Quote every one of the following lines word for word, omitting the pictures from your answer.

Dataset excerpts on pointing at objects
#####

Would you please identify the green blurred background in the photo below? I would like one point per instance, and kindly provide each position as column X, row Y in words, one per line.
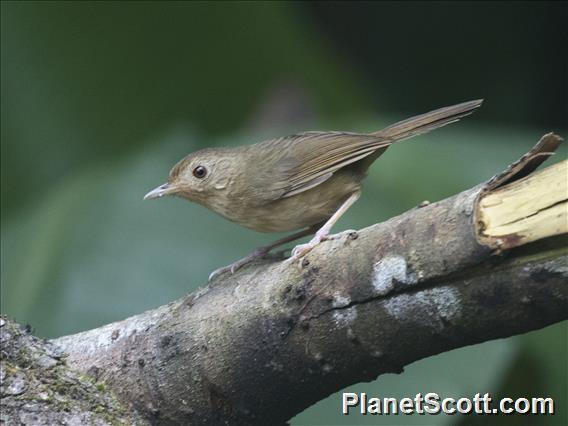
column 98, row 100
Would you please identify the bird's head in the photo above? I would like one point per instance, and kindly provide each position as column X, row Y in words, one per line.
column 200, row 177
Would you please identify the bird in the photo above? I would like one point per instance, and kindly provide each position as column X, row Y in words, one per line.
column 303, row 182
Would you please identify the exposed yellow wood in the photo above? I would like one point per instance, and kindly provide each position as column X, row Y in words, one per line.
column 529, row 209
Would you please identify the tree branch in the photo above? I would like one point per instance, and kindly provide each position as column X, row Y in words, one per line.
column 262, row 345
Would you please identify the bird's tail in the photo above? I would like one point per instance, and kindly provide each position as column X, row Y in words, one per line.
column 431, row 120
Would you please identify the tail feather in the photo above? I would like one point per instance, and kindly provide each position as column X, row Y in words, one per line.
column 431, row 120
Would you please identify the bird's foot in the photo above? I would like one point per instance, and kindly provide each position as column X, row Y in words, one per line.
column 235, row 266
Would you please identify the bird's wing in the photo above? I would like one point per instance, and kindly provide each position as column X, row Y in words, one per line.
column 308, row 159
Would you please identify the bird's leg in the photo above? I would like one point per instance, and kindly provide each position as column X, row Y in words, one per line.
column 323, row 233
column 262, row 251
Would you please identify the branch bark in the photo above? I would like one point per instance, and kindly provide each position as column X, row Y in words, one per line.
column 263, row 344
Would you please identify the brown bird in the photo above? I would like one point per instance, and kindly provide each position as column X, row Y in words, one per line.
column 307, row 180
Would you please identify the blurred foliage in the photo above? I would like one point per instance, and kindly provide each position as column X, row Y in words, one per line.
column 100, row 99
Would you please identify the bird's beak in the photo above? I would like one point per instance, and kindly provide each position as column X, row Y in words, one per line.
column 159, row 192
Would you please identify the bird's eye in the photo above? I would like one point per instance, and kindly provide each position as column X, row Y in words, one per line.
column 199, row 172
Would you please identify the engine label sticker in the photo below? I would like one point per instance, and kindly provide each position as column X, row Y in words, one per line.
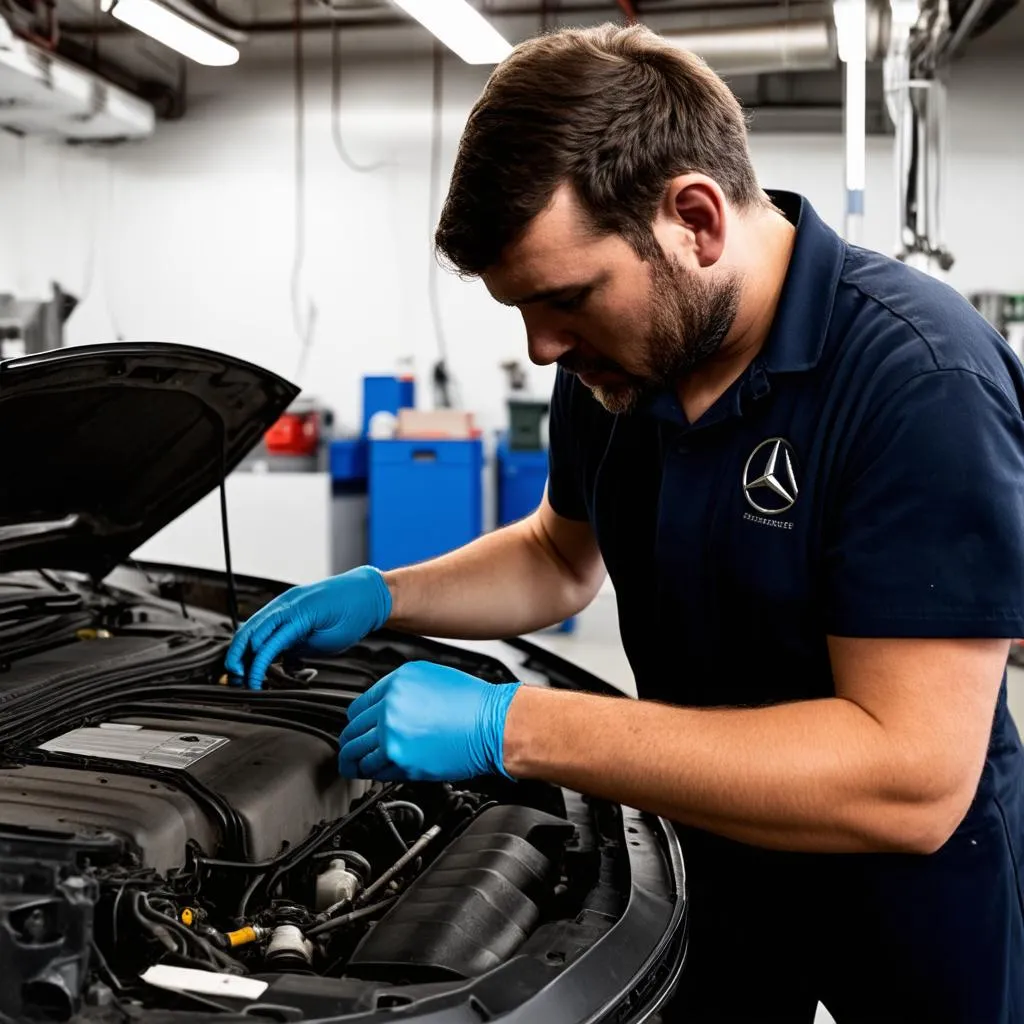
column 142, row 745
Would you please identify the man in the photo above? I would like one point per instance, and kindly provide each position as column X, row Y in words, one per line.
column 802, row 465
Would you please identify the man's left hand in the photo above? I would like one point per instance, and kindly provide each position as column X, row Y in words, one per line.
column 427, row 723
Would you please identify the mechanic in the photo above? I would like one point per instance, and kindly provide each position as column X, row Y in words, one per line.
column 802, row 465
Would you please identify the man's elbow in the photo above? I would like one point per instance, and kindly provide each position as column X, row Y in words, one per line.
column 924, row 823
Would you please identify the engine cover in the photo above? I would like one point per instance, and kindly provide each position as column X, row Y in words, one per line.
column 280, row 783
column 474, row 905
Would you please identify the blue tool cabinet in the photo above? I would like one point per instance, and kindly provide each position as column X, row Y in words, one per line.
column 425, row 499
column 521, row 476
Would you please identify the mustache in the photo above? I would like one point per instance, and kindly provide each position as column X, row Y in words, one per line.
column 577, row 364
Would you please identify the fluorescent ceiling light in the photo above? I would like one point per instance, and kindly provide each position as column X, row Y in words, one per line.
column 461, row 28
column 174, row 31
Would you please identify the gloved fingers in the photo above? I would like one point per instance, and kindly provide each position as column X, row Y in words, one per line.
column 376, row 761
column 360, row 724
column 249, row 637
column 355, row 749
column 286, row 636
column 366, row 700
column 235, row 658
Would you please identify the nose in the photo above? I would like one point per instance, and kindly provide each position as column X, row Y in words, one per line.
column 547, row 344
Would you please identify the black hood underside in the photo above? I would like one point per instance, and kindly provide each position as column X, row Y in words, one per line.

#####

*WORKED SOLUTION:*
Would you please identify the green blurred background in the photo below? I would like one point per instance, and kindly provide each position as column X, row Y in words, one per line.
column 98, row 100
Would you please identify the bird's head in the photo above? I would like one point per instance, and kindly provide each position as column X, row Y in words, one per line.
column 200, row 177
Would you please identify the bird in the photo above? I would like one point per instance, and kindly provide each position as column X, row Y in words, one per line.
column 303, row 182
Would you please identify the exposed yellow wood in the photo above? I would like one point per instance, and kindly provide each position as column X, row Y in words, one per line.
column 529, row 209
Would you please identify the tree branch in the photo above? I would like one point per instance, and kindly provide each position as column X, row Y in words, one per line.
column 262, row 345
Would you please identify the bird's tail in the photo above? I would like one point per instance, and kindly provide each position as column X, row Y in words, one per line.
column 431, row 120
Would you please identify the tail feather in the photo above? I would like one point per instance, and kindly provide each position as column X, row Y in words, one per line.
column 431, row 120
Would you please identify the bird's foot in the photo above? I would like one point per instance, and kindly provide each position as column X, row Y in words, one per line.
column 235, row 266
Would you please identify the bird's wing in the photo above? I would like one point per instance, and kindly provide each position as column X, row Y in words, one per line.
column 308, row 159
Would you please identify the bird's leg in the photo above? I would like one point per instance, and kindly provide each position as column X, row Y in words, one per line.
column 323, row 233
column 262, row 251
Would you please identify the branch bark in the photo above? I would like one point per instance, and kindly provide each position as column X, row Y in words, one per line.
column 263, row 344
Would you please identify the brown bird in the photo above? I would like one point per instance, and kindly provide each position as column X, row Y in words, one per line.
column 307, row 180
Would you please identify the blurred foliage in the photo above? I would like one point per instance, and kindly provide each position as column X, row Y in words, one per line.
column 100, row 99
Would you please identify the bird's beak in the photo above? I would like one point per instance, and kindly provide each position as column X, row Y in words, one per line.
column 159, row 192
Would you please identify the bird's eye in the photo above? I would like one point per instance, and kindly provide each position as column X, row Y in words, one per line.
column 199, row 172
Would you please identify the engine label sticker in the photo below? I would like one point per instance, and kindly provide each position as column X, row Y in words, one per line.
column 142, row 745
Would you please identify the man in the photo above? I would like one point per instance, and kindly provide each position as column X, row Y in words, one per line.
column 802, row 465
Would you please identify the man's left hand in the photo above? I would like one point per instance, and kindly provide each position as column X, row Y in words, one per line.
column 427, row 723
Would you please identify the mechanic in the photo above? I would like one point per instance, and kindly provide each position as column X, row Y in words, one per line.
column 802, row 465
Would you please identify the man's elbow in the photo above? I would like one point per instance, and kindly provide each position as column X, row Y in words, one per line.
column 924, row 823
Would you please identify the engine cover in the photo above? I would like one point per instance, and kindly provide each position as column X, row Y in words, one per line.
column 280, row 783
column 474, row 905
Would you please identify the blue tool cabinet in the photo above? I would like one point per instance, and kindly provide each position as column X, row Y in words, one per line.
column 425, row 499
column 521, row 476
Would you please identify the mustache in the photo above? I would like one point per instance, and kindly provide each position as column X, row Y in words, one per line.
column 577, row 364
Would you please identify the fluorescent ceiling light in the photo above? I would like one point per instance, and kindly provide each position as column X, row Y in words, one per line.
column 461, row 28
column 174, row 31
Would you please identify the gloved fingers in the photo above? I would like one point per instance, and kindly provide each position as column X, row Y in words, one per line.
column 376, row 761
column 360, row 724
column 249, row 637
column 355, row 749
column 286, row 636
column 366, row 700
column 235, row 658
Would you please identify the nose in the photo above? I would like one point per instance, and kindly provide each position as column X, row Y in words, one per line.
column 547, row 344
Would you please identify the black hood underside in the photo above? I would like one point per instance, and kindly provide each position as column X, row Y in words, one per line.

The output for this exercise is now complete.